* Start Provided information *

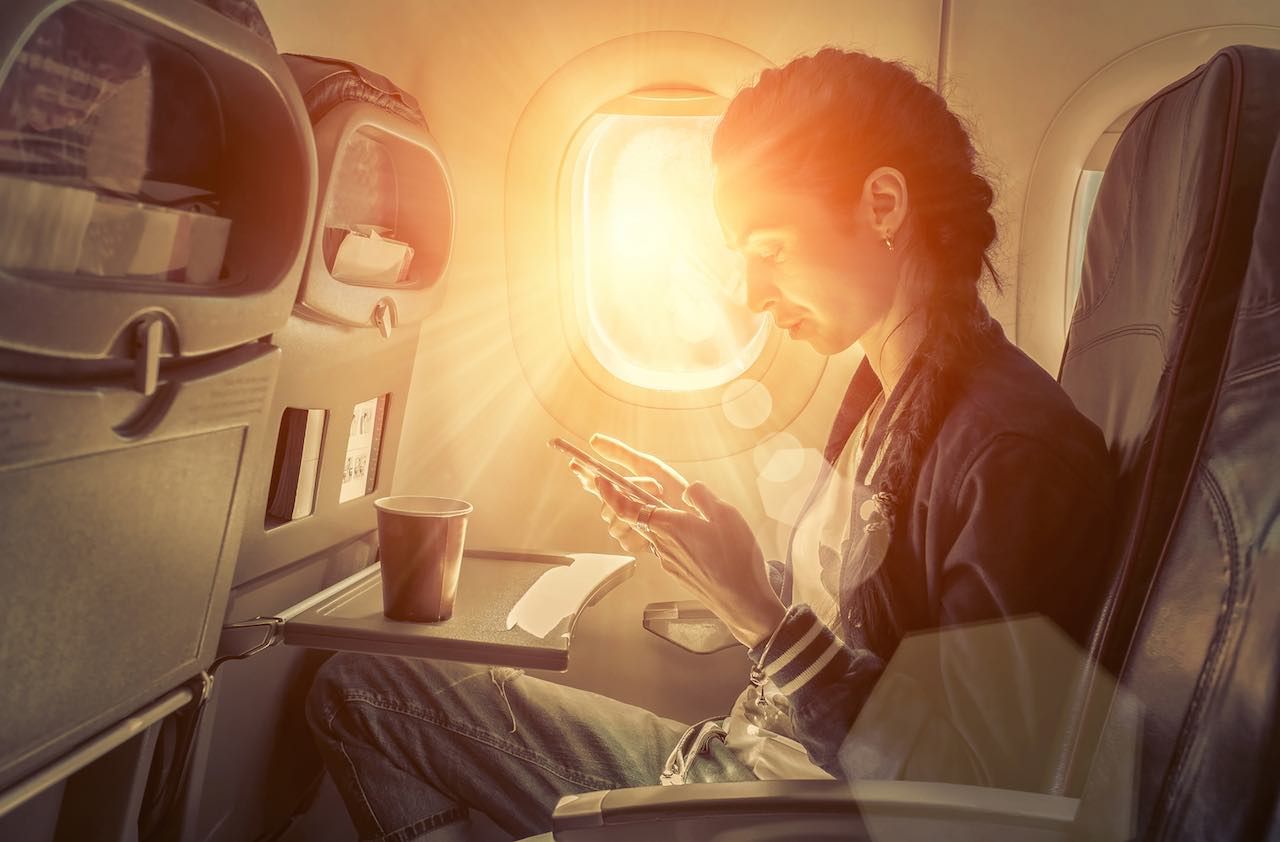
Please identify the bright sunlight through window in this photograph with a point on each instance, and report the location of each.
(661, 300)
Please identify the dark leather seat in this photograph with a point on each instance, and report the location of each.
(1165, 257)
(1187, 621)
(1202, 667)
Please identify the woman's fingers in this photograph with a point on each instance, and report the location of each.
(639, 463)
(588, 480)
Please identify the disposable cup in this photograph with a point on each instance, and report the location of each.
(420, 544)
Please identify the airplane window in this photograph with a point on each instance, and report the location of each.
(659, 297)
(1082, 209)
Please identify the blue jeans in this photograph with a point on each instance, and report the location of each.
(412, 745)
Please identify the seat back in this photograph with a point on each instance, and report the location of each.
(1203, 667)
(1166, 252)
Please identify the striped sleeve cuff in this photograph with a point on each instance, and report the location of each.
(799, 649)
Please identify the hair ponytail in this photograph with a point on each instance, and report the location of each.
(821, 124)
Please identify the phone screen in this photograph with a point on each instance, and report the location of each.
(598, 468)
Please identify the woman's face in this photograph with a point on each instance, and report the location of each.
(824, 278)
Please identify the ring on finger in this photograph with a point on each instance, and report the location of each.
(643, 518)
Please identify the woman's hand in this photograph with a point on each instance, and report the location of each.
(702, 541)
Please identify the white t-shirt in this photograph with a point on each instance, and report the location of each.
(760, 735)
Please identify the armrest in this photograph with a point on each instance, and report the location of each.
(897, 810)
(689, 625)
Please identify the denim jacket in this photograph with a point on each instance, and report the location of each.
(992, 575)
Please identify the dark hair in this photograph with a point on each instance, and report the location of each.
(819, 126)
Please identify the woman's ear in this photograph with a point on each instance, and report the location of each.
(885, 201)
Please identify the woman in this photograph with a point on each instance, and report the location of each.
(960, 486)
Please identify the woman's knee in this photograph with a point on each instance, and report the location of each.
(350, 678)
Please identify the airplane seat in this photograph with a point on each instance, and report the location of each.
(1168, 248)
(1202, 673)
(380, 242)
(1165, 257)
(141, 264)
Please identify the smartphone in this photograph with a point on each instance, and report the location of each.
(595, 467)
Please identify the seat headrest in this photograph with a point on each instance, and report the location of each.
(1166, 248)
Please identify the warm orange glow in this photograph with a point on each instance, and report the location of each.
(659, 294)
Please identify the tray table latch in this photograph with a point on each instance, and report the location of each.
(274, 627)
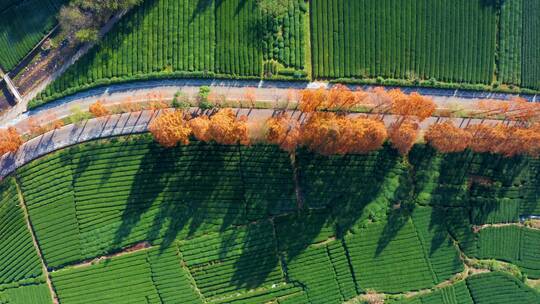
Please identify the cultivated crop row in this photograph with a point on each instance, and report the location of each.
(48, 194)
(404, 40)
(513, 244)
(20, 33)
(496, 287)
(531, 44)
(30, 293)
(18, 257)
(511, 40)
(389, 259)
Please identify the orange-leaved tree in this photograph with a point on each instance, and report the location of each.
(379, 98)
(170, 128)
(330, 133)
(365, 135)
(522, 110)
(313, 100)
(488, 138)
(98, 109)
(521, 141)
(283, 131)
(10, 140)
(447, 138)
(226, 128)
(323, 133)
(199, 127)
(403, 136)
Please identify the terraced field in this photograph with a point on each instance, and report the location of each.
(22, 25)
(469, 44)
(192, 38)
(226, 224)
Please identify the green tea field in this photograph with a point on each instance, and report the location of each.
(464, 44)
(123, 220)
(22, 25)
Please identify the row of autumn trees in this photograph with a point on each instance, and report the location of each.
(327, 126)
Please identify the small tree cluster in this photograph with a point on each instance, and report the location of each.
(403, 136)
(283, 131)
(224, 127)
(338, 98)
(447, 138)
(98, 109)
(170, 128)
(10, 140)
(330, 133)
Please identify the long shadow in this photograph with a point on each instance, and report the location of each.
(184, 192)
(150, 180)
(202, 6)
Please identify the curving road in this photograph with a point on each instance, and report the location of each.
(233, 89)
(137, 122)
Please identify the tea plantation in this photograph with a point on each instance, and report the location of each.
(23, 24)
(123, 220)
(465, 44)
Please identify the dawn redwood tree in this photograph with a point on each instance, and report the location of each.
(366, 135)
(403, 136)
(313, 100)
(283, 131)
(10, 140)
(447, 138)
(487, 138)
(521, 141)
(199, 127)
(329, 133)
(225, 128)
(98, 109)
(170, 128)
(380, 99)
(323, 133)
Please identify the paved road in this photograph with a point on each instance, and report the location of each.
(137, 122)
(233, 89)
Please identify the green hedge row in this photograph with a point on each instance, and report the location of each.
(404, 40)
(22, 26)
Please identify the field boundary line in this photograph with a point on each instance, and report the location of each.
(132, 249)
(30, 227)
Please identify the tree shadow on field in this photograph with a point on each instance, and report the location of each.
(492, 3)
(202, 6)
(249, 195)
(151, 179)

* End Provided information *

- **Task brief**:
Copy out all the entries exactly. Images stay out of the copy.

- **Response**:
Please identify the bright sunlight through window in this photograph with a point on each instance, and report the location of each.
(661, 300)
Please identify the dark leather seat in this photograph with a point on each instance, and report the location of each.
(1165, 257)
(1187, 621)
(1202, 667)
Please identify the woman's fingers in this photograph with a point on each instance, and report the location of each.
(639, 463)
(588, 480)
Please identify the disposable cup in this photograph with a point on each instance, and report the location of each.
(420, 544)
Please identify the airplane window in this photograph with a point on each instance, and report the location of each.
(659, 297)
(1082, 209)
Please identify the blue jeans in this photograph with a point on each instance, and report the location of each.
(412, 745)
Please identify the seat back in this photograph with a point on each instance, and report the location of each.
(1203, 667)
(1166, 252)
Please identify the striped sleeve cuff in this photograph with a point on each instance, and report the location of each.
(799, 649)
Please identify the hair ponytail in this photograph with a point on each instance, and report the location of each.
(821, 124)
Please identify the phone screen in this photograph with a point on each instance, and report the location of each.
(598, 468)
Please identify the woman's face in this photograph with a point on each instance, and report the location of each.
(824, 278)
Please identify the ring on finger in this photograph with a point on each instance, and report the location of each.
(643, 518)
Please identify the woman's hand in this photograph with a point on each instance, and report the location of each.
(702, 541)
Please identify the white t-shirt in this photograph with a point on each instance, and report the location of each.
(760, 735)
Please identify the armrest in this photograph with a point on each instance, and report the location of each.
(897, 810)
(689, 625)
Please identify the denim jacket in this photograph with a point on each instance, and report the location of each.
(992, 575)
Please identify the dark hair in this photograph with a point on each instance, and report the location of each.
(819, 126)
Please identify the woman's ear in this photograph with a point on each instance, and report the location of each.
(885, 201)
Please identify the woman in this photograph with a point on each instance, and report the location of each.
(960, 486)
Please identify the woman's knee in this photograph with a point on each instance, and report the location of each.
(350, 678)
Please identify the airplane seat in this photograph with a point on each instance, and report the location of each.
(1168, 248)
(1202, 673)
(380, 242)
(1165, 257)
(141, 264)
Please identify the smartphone in this photograph with a point on each instance, and report the location of each.
(595, 467)
Please identify the seat headrest in this photograph with a point on each instance, and report the location of each.
(1166, 248)
Please identify the warm orange glow in this photograph with a point on each instance, and report the location of each.
(659, 294)
Please identify the tray table latch in this photograph with a point on each instance, and report the location of each.
(274, 627)
Please identify the cultivated crop row in this photograph with a point on each instance, and report the location of each.
(48, 194)
(404, 40)
(513, 244)
(20, 33)
(496, 287)
(531, 44)
(30, 293)
(18, 257)
(511, 40)
(389, 259)
Please identify the orange-leaved tree in this photograph with a point on each instance, and report the location of each.
(379, 98)
(170, 128)
(330, 133)
(365, 135)
(522, 110)
(313, 100)
(488, 138)
(98, 109)
(521, 141)
(283, 131)
(10, 140)
(447, 138)
(226, 128)
(323, 133)
(199, 127)
(403, 136)
Please identify the terraced field in this photograph with a point on each instance, and report the location of each.
(22, 25)
(469, 44)
(192, 38)
(226, 224)
Please identify the green tea field in this photograph with a point on each instance, and report the location of each.
(464, 44)
(123, 220)
(22, 25)
Please identify the row of autumn trees in this photograph with a point on each instance, and report the location of each.
(327, 126)
Please identify the small tree cluster in this photograph with a point on each instance, and report the location of each.
(403, 136)
(283, 131)
(224, 127)
(338, 98)
(447, 138)
(98, 109)
(170, 128)
(10, 140)
(330, 133)
Please identify the long shadow in this photograph with a point on each instance, and report the location of each.
(184, 192)
(150, 180)
(202, 6)
Please identify the curving road in this photograph with a point on each instance, and report the location of each.
(233, 89)
(137, 122)
Please identify the tea plantation in this photograph with a point on each instance, and report the location of each.
(23, 24)
(123, 220)
(465, 44)
Please identify the dawn redwood tree in this photograph with a point on each instance, and report the location of each.
(366, 135)
(403, 136)
(313, 100)
(283, 131)
(10, 140)
(447, 138)
(487, 138)
(521, 141)
(199, 127)
(329, 133)
(225, 128)
(98, 109)
(170, 128)
(380, 99)
(323, 133)
Please identify the paved road in this photograph with a point on each instance, and report the location of each.
(137, 122)
(233, 89)
Please identify the green hedge row in this photograph with a point on each instance, and report the location of each.
(404, 40)
(22, 26)
Please identify the field boundary line in this photograph with a point on each instance, and report the location of each.
(132, 249)
(30, 227)
Please identify the tree shadow on field in this photograph with a point on each instance, and report the location of each.
(492, 3)
(202, 6)
(249, 195)
(151, 179)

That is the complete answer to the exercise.